** PROBLEM REQUIREMENTS **
So that nothing is lost, transcribe each line of the records exactly.

** DATASET ENTRIES **
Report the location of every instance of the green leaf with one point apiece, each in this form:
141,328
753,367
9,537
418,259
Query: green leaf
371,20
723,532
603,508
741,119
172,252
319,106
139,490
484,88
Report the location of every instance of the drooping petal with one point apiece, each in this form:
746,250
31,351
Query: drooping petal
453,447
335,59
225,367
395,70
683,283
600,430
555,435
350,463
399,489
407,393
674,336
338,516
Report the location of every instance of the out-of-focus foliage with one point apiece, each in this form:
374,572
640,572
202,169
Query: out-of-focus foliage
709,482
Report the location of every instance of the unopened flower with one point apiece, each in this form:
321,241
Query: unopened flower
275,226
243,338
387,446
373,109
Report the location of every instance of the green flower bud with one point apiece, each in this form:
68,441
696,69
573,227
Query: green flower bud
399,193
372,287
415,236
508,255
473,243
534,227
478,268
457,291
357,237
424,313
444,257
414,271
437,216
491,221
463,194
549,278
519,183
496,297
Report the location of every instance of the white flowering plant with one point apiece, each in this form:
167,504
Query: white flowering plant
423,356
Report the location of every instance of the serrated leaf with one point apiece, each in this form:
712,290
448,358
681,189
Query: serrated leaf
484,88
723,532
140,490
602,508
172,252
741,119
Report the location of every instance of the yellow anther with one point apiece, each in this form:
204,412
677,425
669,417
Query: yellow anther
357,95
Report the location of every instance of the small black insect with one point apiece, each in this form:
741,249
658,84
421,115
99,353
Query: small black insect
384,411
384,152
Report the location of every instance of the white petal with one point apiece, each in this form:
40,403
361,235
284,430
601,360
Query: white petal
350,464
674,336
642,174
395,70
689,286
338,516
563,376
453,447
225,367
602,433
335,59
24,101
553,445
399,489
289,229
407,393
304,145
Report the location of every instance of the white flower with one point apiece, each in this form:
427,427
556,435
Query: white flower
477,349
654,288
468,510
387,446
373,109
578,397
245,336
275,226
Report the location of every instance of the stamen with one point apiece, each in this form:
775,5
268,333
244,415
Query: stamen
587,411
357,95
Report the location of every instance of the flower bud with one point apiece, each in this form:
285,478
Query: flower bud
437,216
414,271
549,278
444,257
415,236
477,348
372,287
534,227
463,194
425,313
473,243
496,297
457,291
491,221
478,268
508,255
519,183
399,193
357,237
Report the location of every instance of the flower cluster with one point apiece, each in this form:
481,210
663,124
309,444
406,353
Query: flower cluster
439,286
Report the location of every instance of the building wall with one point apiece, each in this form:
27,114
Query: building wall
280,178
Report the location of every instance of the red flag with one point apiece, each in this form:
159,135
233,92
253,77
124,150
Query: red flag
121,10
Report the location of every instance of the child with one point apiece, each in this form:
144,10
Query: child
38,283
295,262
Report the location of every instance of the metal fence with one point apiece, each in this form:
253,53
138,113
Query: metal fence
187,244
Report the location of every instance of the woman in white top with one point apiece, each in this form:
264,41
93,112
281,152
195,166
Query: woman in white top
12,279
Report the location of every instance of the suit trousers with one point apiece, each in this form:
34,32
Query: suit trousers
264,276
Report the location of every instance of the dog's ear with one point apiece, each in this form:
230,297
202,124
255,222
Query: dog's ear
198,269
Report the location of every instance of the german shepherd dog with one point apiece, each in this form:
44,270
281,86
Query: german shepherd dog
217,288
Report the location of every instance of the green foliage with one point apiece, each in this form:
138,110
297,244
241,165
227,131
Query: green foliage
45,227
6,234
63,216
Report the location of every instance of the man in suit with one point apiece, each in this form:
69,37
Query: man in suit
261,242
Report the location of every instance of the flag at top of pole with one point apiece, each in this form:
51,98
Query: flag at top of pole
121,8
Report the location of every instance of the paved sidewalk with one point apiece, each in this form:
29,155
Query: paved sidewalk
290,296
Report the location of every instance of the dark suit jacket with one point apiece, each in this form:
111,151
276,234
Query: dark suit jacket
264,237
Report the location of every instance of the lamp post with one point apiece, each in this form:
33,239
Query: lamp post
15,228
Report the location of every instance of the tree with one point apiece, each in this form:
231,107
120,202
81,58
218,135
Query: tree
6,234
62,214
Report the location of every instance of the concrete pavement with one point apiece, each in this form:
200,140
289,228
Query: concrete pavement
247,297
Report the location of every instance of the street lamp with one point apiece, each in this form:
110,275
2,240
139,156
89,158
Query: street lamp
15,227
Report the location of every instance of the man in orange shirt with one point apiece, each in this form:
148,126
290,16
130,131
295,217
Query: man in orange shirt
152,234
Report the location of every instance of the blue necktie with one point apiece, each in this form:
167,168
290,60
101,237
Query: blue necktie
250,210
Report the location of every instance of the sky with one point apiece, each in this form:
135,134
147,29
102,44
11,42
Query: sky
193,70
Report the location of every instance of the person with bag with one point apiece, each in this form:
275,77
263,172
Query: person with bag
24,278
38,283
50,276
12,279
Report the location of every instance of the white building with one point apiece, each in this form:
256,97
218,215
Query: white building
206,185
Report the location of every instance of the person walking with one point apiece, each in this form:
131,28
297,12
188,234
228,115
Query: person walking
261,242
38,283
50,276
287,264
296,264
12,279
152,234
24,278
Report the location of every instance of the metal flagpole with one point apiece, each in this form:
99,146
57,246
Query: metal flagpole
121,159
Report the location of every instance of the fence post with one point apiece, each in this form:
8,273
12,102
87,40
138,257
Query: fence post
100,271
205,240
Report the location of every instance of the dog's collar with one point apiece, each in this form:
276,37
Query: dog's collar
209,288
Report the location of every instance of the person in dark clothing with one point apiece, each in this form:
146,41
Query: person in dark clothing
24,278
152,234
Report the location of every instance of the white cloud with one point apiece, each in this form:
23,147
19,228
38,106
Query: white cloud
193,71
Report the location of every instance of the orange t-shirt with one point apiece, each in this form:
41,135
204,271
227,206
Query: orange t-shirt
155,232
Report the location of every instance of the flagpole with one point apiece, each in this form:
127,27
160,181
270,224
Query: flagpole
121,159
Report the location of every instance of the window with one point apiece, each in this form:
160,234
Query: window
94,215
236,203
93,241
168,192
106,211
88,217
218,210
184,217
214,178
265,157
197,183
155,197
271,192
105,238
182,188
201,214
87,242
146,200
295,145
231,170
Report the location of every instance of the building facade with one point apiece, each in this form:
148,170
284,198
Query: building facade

** EXERCISE OUTPUT **
Report the location of every instance of the green leaf with one point apiece, each in this form:
141,328
753,367
9,537
418,259
Query: green leaf
371,20
723,532
603,508
741,119
172,252
319,106
139,490
484,88
Report the location of every instance of the drooping petal with one point apiece, each in this form:
746,250
31,351
Query: drooping petal
453,447
335,59
225,367
395,70
683,283
600,430
555,435
350,463
399,489
407,393
674,336
338,516
Report the location of every instance of the out-of-focus foliage with one point apiece, each in this form:
374,572
640,572
202,169
Query: out-of-focus foliage
709,482
Report the location of every instance of the unopened flower with one point apiece, each in this form:
321,241
Query: unopened flower
275,226
243,338
387,446
373,109
Report the location of every instance of the green flower bud with one point apiece, each in this form:
68,441
696,69
573,227
Query: green flower bud
399,193
372,287
415,236
508,255
473,243
534,227
478,268
457,291
357,237
424,313
444,257
414,271
437,216
491,221
463,194
549,278
519,183
496,297
Report the location of every instance of the white flowering plant with one point apiece, each in this form:
167,504
Query: white flowering plant
423,356
Report the location of every instance of the serrated leaf with one point apiece, each in this form:
712,290
448,358
681,189
Query: serrated leaf
484,88
723,532
140,490
602,508
172,252
741,119
Report the location of every instance of the yellow anther with one point apiece, each in this form:
204,412
677,425
669,417
Query: yellow anther
357,95
Report the location of every instance of the small black insect with one point apiece, each in this form:
741,249
658,84
421,115
99,353
Query: small black insect
384,411
384,152
Report the location of every instance of the white petal with one point apiece, each in this form:
40,403
361,235
284,430
601,360
Query: white petal
350,464
674,336
642,174
395,70
689,286
338,516
563,376
453,447
225,367
602,433
335,59
24,101
553,445
399,489
289,229
407,393
304,145
Report the location of every instance of the white flower with one point apiece, each in this form:
427,427
556,435
Query: white flower
477,349
654,288
468,510
387,446
373,109
578,397
245,336
275,226
Report the location of every instance of the stamen with one point apiece, each in this form:
775,5
268,333
244,415
Query: stamen
587,411
357,95
Report the location of every instance of the flower bud with one point apiece, each in this form:
285,478
Query: flower bud
437,216
414,271
549,278
444,257
415,236
477,348
372,287
534,227
463,194
425,313
473,243
496,297
457,291
491,221
478,268
508,255
519,183
399,193
357,237
Report the location of every instance of the flower cluster with one point apiece, each in this form:
481,210
663,124
309,444
406,353
Query: flower cluster
439,286
Report the location of every instance of the building wall with one point apiece, each in this form:
27,114
Query: building wall
280,178
Report the location of every instance of the red flag with one point apiece, each in this form:
159,135
233,92
253,77
124,150
Query: red flag
121,10
Report the location of every instance of the child with one point apiece, each in this form:
144,10
Query: child
38,283
295,262
Report the location of every instance of the metal fence with one point apiece, each in this form:
253,53
138,113
Query: metal fence
187,244
Report the location of every instance of the woman in white top with one point apiece, each in this form:
264,41
93,112
281,152
195,166
Query: woman in white top
12,279
Report the location of every instance of the suit trousers with one point apiece, each in this form:
34,32
Query: suit trousers
264,276
Report the location of every instance of the dog's ear with one point apiece, each in this form:
230,297
202,124
255,222
Query: dog's ear
198,269
Report the location of every instance of the german shepherd dog with one point apiece, each in this form:
44,270
281,86
Query: german shepherd dog
217,288
Report the location of every instance of the green foliage with one point apiece, each in this form:
138,110
297,244
241,165
227,131
Query: green foliage
45,227
6,234
63,216
Report the location of every instance of the man in suit with one point apiece, each in this form:
69,37
Query: man in suit
261,242
Report the location of every instance of the flag at top of pole with one point apiece, each in this form:
51,98
Query: flag at top of pole
121,8
Report the location of every instance of the paved sidewalk with one point apiece, each in this form:
29,155
Query: paved sidewalk
290,296
Report the location of every instance of the dark suit jacket with one point apiece, each in this form:
111,151
276,234
Query: dark suit jacket
264,237
Report the location of every instance of the lamp post with one point apiece, each in this form:
33,239
Query: lamp post
15,228
Report the location of every instance of the tree with one point apiece, each in this form:
231,107
120,202
81,58
218,135
Query: tree
6,234
62,214
Report the location of every instance of the concrete pavement with one point apiece, each in this form:
200,140
289,228
Query: concrete pavement
247,297
Report the location of every instance of the street lamp with one point apiece, each in this form:
110,275
2,240
139,156
89,158
Query: street lamp
15,227
Report the location of every instance of the man in orange shirt with one point apiece, each in this form:
148,126
290,16
130,131
295,217
Query: man in orange shirt
152,234
Report the location of every instance of the blue necktie with one point apiece, each in this form:
167,168
290,60
101,237
Query: blue necktie
250,210
Report the location of every instance of the sky with one point apiece, each in this form:
135,134
147,29
102,44
11,42
Query: sky
193,70
Report the location of every instance of the person with bag with one point apiece, each in this form:
275,77
263,172
Query: person with bag
24,278
38,283
50,276
12,279
Report the location of every instance of the white building with one point apiece, each in this form:
256,97
218,215
Query: white building
206,185
Report the location of every instance of the person walking with one point apiece, each in this form:
131,28
297,12
188,234
228,115
Query: person walking
261,242
38,283
50,276
287,264
296,264
12,279
152,234
24,278
Report the location of every instance of the metal flagpole with one point apiece, each in this form:
99,146
57,246
Query: metal flagpole
121,159
Report the location of every instance of the fence post with one point apiece, each in this form:
8,273
12,102
87,40
138,257
Query: fence post
100,271
205,240
Report the location of every instance of the dog's collar with one point apiece, each in this form:
276,37
Query: dog's collar
209,288
Report the location of every instance of the person in dark clothing with one point apiece, each in this form:
146,41
Query: person in dark clothing
24,278
152,234
Report the location of every instance of the white cloud with one point apiece, each in this form:
23,147
19,228
38,106
Query: white cloud
193,71
Report the location of every instance of the orange t-shirt with one point apiece, each in this form:
41,135
204,271
227,206
Query: orange t-shirt
155,232
Report the location of every instance of the flagpole with one point apiece, each in this form:
127,27
160,181
270,224
Query: flagpole
121,159
Report the location of every instance of the window with one point apiece, each in this form:
160,234
Query: window
94,215
236,203
93,241
168,192
106,211
88,217
218,210
184,217
214,178
265,157
197,183
155,197
271,192
105,238
182,188
201,214
87,242
146,200
295,145
231,170
Report the location of every instance of the building facade with one point apiece, each in this form:
148,170
284,198
Query: building facade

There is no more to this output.